Task description: Go on with the text about California's flood relief money for Planada and Pajaro, starting right after its last sentence.

Text excerpt:
···
After flood waters from heavy rainstorms deluged two small farmworker towns in January 2023, California set aside $20 million each for the communities to rebuild.
Nearly two years later, four-fifths of that aid has not yet been distributed to flood victims of Planada in Merced County, and even less has been distributed in Pajaro in Monterey County.
While county officials and non-profit workers say the slow pace stems from a deliberative planning process and state rules requiring verification of recipients’ residency and losses, a new atmospheric river soaking Northern California is causing anxiety for locals who saw their neighborhoods destroyed once before.
Days of rain in January of 2023 caused canals and creeks to overflow in the two communities, hitting many residents with a triple whammy: displaced from their homes, their possessions destroyed, their work hours in the field cut. State lawmakers granted the relief funds in the fall of 2023. The counties divided them into various pots to cover reimbursement for belongings and wages, home repair, business losses, and infrastructure improvements to prepare for the next storm.
···
Data section:
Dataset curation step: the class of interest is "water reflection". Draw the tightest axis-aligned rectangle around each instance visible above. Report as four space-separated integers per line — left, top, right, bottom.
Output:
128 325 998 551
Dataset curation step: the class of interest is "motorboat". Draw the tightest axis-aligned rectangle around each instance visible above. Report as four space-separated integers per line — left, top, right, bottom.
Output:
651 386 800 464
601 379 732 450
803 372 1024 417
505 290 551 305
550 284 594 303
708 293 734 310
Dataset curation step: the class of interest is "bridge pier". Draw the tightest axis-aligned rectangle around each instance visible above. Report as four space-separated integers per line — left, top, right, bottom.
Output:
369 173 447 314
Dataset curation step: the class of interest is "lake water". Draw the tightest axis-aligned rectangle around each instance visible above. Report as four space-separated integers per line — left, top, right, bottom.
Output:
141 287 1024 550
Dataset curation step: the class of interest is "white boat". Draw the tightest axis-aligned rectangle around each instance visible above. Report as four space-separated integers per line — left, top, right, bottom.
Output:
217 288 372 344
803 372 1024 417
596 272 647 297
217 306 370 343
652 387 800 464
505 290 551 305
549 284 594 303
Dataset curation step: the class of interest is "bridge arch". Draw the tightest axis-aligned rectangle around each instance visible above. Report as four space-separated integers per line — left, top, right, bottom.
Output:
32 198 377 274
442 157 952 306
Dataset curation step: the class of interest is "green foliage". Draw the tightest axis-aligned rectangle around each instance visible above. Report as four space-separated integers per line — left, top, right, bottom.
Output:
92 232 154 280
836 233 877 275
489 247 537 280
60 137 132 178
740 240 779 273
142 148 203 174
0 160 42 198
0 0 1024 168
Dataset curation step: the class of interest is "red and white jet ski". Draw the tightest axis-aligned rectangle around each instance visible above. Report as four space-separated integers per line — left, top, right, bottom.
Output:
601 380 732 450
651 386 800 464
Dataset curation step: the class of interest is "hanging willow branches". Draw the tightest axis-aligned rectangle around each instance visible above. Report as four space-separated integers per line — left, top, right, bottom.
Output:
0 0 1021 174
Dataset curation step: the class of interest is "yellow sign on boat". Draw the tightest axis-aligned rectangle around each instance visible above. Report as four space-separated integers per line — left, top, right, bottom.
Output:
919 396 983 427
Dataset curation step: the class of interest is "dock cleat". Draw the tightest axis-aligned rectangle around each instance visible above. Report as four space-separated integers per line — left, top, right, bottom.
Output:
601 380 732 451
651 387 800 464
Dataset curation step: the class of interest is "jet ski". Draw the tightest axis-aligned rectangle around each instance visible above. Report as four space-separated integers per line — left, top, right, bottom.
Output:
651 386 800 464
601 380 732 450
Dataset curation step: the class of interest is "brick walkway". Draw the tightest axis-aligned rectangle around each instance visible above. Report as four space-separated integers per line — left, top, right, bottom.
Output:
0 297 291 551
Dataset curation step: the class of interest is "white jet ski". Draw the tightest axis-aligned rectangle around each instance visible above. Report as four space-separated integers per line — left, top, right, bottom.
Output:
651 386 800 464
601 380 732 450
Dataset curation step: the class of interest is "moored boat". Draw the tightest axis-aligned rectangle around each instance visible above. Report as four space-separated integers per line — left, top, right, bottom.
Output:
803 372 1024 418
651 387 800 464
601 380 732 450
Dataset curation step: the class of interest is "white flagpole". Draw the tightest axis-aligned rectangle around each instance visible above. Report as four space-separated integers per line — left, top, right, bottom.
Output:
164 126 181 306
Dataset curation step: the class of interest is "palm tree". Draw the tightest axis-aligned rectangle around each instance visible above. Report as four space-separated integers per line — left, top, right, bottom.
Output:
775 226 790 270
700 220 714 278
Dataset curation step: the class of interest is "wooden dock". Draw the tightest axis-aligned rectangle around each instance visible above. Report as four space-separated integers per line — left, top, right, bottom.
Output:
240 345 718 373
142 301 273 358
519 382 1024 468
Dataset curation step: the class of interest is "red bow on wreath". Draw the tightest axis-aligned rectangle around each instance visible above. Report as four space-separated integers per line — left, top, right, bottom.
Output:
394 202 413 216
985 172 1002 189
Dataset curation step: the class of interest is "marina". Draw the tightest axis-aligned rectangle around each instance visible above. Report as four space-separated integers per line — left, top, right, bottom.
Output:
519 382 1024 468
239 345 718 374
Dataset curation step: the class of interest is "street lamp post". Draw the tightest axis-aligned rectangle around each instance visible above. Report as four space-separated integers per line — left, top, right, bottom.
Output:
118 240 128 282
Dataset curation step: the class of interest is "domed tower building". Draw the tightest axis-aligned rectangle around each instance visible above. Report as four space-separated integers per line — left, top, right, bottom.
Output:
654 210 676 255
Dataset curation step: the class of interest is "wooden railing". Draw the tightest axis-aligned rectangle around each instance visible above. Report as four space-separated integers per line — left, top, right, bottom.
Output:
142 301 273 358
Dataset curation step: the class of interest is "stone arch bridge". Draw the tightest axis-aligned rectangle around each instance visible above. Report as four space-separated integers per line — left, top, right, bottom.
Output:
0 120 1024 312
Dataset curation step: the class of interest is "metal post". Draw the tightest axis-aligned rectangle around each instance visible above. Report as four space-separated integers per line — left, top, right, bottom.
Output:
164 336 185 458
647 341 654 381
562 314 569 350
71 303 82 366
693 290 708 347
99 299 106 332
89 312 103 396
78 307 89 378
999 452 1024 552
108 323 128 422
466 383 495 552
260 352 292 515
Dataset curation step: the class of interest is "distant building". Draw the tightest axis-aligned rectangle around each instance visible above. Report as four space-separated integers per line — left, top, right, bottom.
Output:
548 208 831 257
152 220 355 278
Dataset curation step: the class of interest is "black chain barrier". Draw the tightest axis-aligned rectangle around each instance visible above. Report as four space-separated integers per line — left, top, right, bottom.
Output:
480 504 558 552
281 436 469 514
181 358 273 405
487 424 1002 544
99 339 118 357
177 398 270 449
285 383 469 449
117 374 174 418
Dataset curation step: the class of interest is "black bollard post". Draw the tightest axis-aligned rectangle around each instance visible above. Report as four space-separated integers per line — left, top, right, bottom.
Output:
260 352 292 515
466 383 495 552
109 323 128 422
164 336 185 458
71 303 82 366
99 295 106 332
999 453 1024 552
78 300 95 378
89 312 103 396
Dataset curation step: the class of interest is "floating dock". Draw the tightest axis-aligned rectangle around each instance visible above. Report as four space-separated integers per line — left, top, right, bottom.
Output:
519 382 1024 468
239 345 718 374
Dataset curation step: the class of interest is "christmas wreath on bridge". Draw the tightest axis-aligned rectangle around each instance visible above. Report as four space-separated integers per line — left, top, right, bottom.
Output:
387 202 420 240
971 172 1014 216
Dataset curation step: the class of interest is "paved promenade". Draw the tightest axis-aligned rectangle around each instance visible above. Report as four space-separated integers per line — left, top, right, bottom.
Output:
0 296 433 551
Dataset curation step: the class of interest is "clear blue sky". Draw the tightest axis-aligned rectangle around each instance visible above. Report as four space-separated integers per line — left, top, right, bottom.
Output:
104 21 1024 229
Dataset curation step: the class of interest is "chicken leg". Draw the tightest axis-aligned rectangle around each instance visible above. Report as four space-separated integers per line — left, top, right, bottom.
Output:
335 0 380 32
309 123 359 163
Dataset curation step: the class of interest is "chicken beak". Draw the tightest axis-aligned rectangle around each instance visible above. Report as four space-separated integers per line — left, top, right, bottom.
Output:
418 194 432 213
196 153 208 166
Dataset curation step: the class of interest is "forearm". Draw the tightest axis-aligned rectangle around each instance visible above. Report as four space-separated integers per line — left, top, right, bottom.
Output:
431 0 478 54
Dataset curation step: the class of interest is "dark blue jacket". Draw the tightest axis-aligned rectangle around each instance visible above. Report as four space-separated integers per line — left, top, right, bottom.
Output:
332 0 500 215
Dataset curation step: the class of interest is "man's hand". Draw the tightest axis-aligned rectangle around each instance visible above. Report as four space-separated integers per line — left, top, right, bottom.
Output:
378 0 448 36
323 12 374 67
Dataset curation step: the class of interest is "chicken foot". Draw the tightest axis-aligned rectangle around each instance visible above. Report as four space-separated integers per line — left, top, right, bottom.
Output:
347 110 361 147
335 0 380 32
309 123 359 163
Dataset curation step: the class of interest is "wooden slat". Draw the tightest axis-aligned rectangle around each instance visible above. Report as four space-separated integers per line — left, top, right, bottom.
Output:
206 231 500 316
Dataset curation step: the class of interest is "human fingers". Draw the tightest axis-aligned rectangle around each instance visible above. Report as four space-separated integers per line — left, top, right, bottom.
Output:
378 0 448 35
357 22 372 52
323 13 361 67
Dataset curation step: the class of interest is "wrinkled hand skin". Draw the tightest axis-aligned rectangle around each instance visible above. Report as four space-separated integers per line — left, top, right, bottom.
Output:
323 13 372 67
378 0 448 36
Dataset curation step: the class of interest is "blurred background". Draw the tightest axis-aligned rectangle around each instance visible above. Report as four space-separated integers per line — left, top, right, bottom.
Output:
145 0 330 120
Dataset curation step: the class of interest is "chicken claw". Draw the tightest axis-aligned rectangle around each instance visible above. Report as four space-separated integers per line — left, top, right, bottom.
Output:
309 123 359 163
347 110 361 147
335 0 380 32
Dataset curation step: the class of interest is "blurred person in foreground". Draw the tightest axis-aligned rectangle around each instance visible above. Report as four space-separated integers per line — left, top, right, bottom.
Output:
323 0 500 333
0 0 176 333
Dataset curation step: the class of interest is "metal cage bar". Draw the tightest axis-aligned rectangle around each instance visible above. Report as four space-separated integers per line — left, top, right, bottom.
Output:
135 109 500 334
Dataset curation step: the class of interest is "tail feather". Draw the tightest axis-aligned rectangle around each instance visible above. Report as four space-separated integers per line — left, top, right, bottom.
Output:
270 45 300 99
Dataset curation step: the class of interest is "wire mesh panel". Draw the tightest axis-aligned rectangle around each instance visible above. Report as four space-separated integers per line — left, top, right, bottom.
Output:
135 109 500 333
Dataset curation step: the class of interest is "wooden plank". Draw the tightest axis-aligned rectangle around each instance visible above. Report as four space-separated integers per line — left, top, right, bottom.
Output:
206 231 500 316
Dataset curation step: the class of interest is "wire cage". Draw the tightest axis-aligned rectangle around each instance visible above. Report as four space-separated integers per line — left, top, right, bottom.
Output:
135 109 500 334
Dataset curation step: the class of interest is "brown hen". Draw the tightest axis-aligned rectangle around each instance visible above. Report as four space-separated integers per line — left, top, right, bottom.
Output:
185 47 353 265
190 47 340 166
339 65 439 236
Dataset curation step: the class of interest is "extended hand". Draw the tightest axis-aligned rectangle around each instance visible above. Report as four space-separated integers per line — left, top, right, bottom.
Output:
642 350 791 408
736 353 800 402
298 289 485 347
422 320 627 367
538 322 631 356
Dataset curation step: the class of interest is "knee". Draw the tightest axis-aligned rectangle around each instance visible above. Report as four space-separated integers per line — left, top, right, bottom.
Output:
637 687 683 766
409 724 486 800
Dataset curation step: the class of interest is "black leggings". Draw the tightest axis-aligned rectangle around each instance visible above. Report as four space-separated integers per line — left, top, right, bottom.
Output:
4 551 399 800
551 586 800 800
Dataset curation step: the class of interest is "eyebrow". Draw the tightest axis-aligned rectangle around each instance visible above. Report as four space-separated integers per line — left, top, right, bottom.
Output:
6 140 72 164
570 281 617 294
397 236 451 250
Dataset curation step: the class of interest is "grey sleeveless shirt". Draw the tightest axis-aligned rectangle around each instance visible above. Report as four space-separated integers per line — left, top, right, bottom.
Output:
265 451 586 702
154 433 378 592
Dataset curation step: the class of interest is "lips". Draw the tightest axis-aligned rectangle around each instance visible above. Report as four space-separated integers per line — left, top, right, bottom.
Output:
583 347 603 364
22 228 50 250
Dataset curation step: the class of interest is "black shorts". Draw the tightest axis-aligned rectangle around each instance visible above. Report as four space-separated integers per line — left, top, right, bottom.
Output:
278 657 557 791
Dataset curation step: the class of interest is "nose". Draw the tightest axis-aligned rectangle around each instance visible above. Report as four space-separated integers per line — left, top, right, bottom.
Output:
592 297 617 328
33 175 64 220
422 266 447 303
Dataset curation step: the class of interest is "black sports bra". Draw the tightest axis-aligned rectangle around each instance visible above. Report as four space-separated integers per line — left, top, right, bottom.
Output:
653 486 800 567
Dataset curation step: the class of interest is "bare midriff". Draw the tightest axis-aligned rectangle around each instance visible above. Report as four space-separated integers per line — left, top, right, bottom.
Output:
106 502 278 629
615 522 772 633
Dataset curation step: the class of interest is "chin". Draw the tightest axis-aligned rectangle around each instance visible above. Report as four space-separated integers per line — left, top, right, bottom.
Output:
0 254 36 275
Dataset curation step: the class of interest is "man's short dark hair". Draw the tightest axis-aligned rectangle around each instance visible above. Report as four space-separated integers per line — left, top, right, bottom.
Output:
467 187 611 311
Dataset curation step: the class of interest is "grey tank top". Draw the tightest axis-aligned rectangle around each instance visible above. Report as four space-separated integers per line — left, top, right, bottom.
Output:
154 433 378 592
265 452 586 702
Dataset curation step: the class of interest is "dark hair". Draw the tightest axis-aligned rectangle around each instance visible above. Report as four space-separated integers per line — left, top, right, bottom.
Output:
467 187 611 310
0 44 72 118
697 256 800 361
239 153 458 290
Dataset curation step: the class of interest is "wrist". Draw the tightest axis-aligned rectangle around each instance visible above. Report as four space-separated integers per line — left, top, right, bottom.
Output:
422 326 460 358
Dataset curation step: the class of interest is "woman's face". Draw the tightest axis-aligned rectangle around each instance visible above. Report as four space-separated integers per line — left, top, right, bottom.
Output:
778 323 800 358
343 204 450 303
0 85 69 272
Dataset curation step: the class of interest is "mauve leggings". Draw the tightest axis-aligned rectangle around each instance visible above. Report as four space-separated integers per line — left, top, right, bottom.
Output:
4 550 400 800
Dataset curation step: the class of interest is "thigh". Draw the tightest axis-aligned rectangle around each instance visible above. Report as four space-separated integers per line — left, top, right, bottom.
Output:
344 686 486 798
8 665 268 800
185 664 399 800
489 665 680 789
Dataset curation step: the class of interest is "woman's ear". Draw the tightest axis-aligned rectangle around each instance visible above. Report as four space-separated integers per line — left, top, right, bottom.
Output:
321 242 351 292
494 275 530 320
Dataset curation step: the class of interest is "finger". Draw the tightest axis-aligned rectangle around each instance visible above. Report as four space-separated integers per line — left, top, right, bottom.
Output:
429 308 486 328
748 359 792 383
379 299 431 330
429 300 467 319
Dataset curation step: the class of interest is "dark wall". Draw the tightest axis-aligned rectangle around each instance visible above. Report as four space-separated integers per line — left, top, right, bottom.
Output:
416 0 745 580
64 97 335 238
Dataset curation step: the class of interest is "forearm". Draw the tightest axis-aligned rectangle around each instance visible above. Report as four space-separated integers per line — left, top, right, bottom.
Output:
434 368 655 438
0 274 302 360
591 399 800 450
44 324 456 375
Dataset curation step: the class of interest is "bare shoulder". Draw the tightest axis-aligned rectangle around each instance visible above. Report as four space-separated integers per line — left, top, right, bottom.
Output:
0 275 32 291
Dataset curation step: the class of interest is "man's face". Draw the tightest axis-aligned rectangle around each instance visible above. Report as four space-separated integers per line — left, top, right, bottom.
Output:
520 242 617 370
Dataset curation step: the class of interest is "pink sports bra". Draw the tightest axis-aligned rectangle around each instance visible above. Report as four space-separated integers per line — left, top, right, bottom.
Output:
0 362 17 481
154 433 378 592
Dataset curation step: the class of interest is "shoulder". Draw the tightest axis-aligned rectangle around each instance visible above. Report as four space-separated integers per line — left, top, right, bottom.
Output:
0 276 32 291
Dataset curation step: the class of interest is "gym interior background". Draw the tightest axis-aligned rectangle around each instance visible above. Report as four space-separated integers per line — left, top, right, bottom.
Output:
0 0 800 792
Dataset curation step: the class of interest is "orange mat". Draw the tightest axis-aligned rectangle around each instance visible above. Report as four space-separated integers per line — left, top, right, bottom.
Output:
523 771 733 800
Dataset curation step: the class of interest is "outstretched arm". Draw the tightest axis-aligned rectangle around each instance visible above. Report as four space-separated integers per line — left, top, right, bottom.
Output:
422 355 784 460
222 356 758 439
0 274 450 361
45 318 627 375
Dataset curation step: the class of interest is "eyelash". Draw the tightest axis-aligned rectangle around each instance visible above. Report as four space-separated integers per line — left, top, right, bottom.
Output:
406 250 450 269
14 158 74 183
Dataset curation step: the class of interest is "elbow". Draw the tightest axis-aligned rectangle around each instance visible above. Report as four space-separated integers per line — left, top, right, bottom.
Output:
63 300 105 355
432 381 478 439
···
Task result:
As of this month, about $4 million of the $20 million in state aid designated for Planada had been spent, the bulk of that in direct payments to families, Merced County spokesperson Mike North said. In Pajaro, county officials working with nonprofits have handed out about $1.3 million of its $20 million share: $450,000 in grocery gift cards to residents whose food spoiled during the flooding, plus about another $800,000 to people and businesses with larger losses not covered by federal disaster aid or private insurance.
Angela DiNovella, the executive director of Catholic Charities Diocese of Monterey – one of two organizations contracted with Monterey County to help Pajaro residents apply for the funds – said her organization’s three case workers were distributing an average of $30,000 per week to families.
One of the main challenges, she said, was verifying eligibility for families who lacked a permanent address or lived in overcrowded conditions, such as when three families share a single apartment. Some people also struggled to document how much they had lost, so caseworkers were doing the painstaking labor of reviewing photographs and trying to estimate the dollar value of each item.
“The reality is this is state funding that comes with a lot of requirements,” she said. “Our work is to be creative with the families and be on their side but even that takes time.”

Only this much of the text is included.